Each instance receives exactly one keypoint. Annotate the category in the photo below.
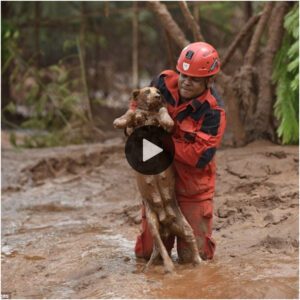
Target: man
(199, 127)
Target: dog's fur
(158, 191)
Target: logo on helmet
(185, 66)
(214, 65)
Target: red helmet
(198, 60)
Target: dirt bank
(70, 216)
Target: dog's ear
(135, 93)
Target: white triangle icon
(150, 150)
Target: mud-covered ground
(70, 217)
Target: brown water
(72, 235)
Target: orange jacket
(199, 127)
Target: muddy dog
(158, 191)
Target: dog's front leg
(126, 120)
(154, 228)
(165, 120)
(183, 229)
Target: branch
(168, 23)
(242, 34)
(192, 24)
(252, 51)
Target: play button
(149, 150)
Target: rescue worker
(199, 126)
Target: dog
(158, 191)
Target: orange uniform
(199, 127)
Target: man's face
(191, 87)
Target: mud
(70, 217)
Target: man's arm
(197, 149)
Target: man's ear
(209, 81)
(135, 93)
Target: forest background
(68, 68)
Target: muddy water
(72, 234)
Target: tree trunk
(135, 50)
(5, 83)
(192, 24)
(168, 23)
(234, 122)
(82, 56)
(248, 13)
(246, 77)
(263, 122)
(37, 20)
(252, 51)
(170, 51)
(241, 35)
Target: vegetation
(286, 77)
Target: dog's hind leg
(159, 245)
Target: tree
(249, 113)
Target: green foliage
(9, 36)
(286, 76)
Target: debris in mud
(50, 207)
(278, 154)
(274, 242)
(78, 231)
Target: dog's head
(148, 98)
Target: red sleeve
(133, 104)
(201, 150)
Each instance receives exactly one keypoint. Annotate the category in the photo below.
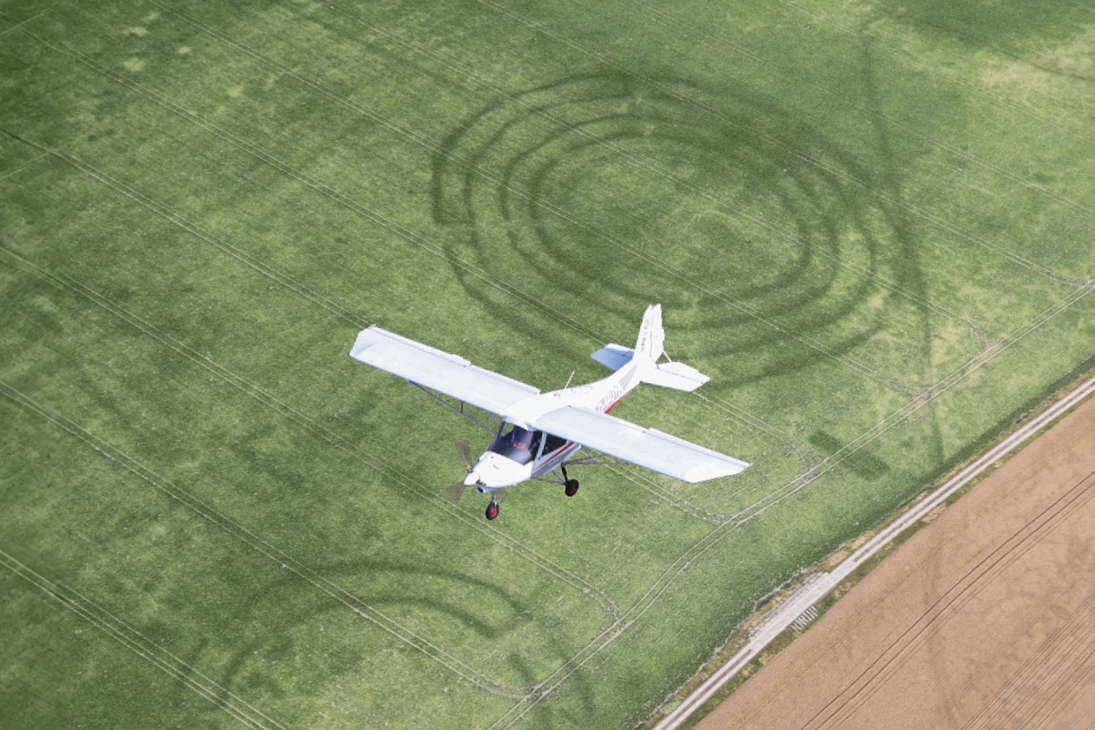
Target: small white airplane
(540, 432)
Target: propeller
(464, 449)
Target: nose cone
(495, 471)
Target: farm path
(983, 618)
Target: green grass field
(869, 222)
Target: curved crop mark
(617, 188)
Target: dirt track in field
(984, 618)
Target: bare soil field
(984, 618)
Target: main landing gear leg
(571, 485)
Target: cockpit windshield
(517, 443)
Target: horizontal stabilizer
(676, 375)
(613, 357)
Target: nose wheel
(571, 486)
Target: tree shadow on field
(602, 192)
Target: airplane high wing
(645, 447)
(540, 433)
(441, 371)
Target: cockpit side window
(516, 443)
(553, 443)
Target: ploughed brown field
(984, 618)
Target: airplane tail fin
(652, 337)
(650, 347)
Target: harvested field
(984, 618)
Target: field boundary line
(608, 605)
(830, 580)
(899, 651)
(715, 536)
(185, 499)
(1033, 266)
(137, 642)
(563, 215)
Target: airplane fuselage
(508, 463)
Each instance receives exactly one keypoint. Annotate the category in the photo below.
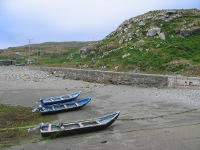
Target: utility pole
(29, 48)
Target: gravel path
(150, 118)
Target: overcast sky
(72, 20)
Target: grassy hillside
(164, 42)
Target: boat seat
(49, 128)
(80, 124)
(53, 108)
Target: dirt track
(150, 118)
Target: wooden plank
(80, 124)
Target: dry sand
(150, 118)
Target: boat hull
(60, 99)
(69, 106)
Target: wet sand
(150, 118)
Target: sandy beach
(150, 118)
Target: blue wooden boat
(60, 99)
(65, 129)
(61, 107)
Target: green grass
(14, 124)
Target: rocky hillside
(163, 41)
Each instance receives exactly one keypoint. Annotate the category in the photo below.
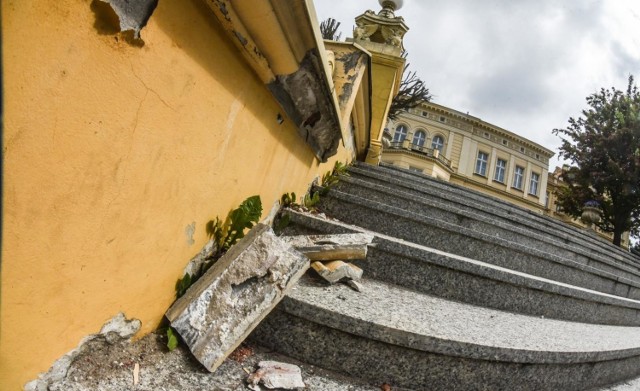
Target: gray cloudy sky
(523, 65)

........

**Task brief**
Set down the entire material verbatim, with each picture left out.

**Your solution**
Each instance receives exactly one keypoint. Annotate the category in the photo below.
Target: man
(199, 127)
Target: dog's fur
(158, 191)
Target: logo on helmet
(185, 66)
(214, 65)
Target: red helmet
(198, 60)
Target: dirt bank
(70, 216)
Target: dog's ear
(135, 93)
Target: white triangle icon
(150, 150)
Target: mud-covered ground
(70, 217)
Target: brown water
(72, 235)
Target: orange jacket
(199, 127)
Target: muddy dog
(158, 191)
Target: dog's front leg
(126, 120)
(154, 228)
(165, 120)
(183, 229)
Target: branch
(168, 23)
(242, 34)
(192, 24)
(252, 51)
Target: play button
(149, 150)
Target: rescue worker
(199, 126)
Target: dog
(158, 191)
Target: orange uniform
(199, 127)
Target: man's face
(191, 87)
Target: mud
(70, 217)
Target: man's arm
(197, 149)
Target: man's ear
(209, 81)
(135, 93)
Target: forest background
(68, 68)
Target: muddy water
(72, 234)
Target: tree trunk
(135, 50)
(5, 83)
(192, 24)
(168, 23)
(234, 122)
(82, 56)
(248, 13)
(246, 77)
(263, 122)
(37, 20)
(252, 51)
(170, 51)
(241, 35)
Target: vegetation
(286, 77)
Target: dog's hind leg
(159, 245)
Target: tree
(249, 113)
Target: green foliage
(9, 36)
(286, 76)
Target: debris in mud
(50, 207)
(278, 154)
(274, 242)
(78, 231)
Target: dog's head
(148, 98)
Target: red sleeve
(133, 104)
(201, 150)
Each instance receives exactly one keypoint. Annotate the category in the photo below.
Target: small white airplane
(540, 432)
Target: propeller
(464, 449)
Target: nose cone
(495, 471)
Target: farm path
(983, 618)
Target: green grass field
(869, 222)
Target: curved crop mark
(617, 188)
Target: dirt track in field
(984, 618)
Target: bare soil field
(984, 618)
Target: main landing gear leg
(571, 485)
Target: cockpit windshield
(517, 443)
Target: horizontal stabilizer
(676, 375)
(613, 357)
Target: nose wheel
(571, 486)
Target: tree shadow on field
(602, 192)
Target: airplane high wing
(645, 447)
(540, 433)
(441, 371)
Target: cockpit side window
(516, 443)
(553, 443)
Target: ploughed brown field
(984, 618)
Target: airplane tail fin
(652, 337)
(650, 347)
Target: harvested field
(984, 618)
Target: field boundary line
(608, 605)
(830, 580)
(899, 651)
(715, 536)
(185, 499)
(1033, 266)
(137, 642)
(563, 215)
Target: airplane fuselage
(508, 463)
Each instance receives exactly one keypoint. Annotate the category in the photo below.
Target: utility pole
(29, 48)
Target: gravel path
(150, 118)
Target: overcast sky
(72, 20)
Target: grassy hillside
(164, 42)
Target: boat seat
(49, 128)
(80, 124)
(53, 108)
Target: dirt track
(150, 118)
Target: wooden plank
(80, 124)
Target: dry sand
(150, 118)
Target: boat hull
(60, 99)
(69, 106)
Target: wet sand
(150, 118)
Target: sandy beach
(150, 118)
Target: blue wooden boat
(60, 99)
(65, 129)
(61, 107)
Target: green grass
(14, 124)
Target: rocky hillside
(163, 41)
Each instance receives exactly one keypoint. Annotate the category in the photo below.
Target: gray cloudy sky
(523, 65)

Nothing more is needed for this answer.